» **Instructions to follow**: Read through the listing, and wherever a line holds the word "form", return it.

» **Data for analysis**:
▬▬▬

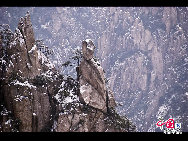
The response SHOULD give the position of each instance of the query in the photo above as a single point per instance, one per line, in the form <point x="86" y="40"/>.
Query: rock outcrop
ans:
<point x="34" y="97"/>
<point x="94" y="106"/>
<point x="27" y="81"/>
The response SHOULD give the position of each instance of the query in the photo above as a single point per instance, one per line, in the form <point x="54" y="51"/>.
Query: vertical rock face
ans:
<point x="26" y="103"/>
<point x="92" y="83"/>
<point x="94" y="109"/>
<point x="34" y="97"/>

▬▬▬

» **Response to the task**:
The response SHOULD give the position of each instance of the query in the photo above as a single point per instance, one per line, in the form <point x="86" y="40"/>.
The response SHOULD give the position of each instance of the query in the photo above as a single point per instance, one per line, in the form <point x="54" y="51"/>.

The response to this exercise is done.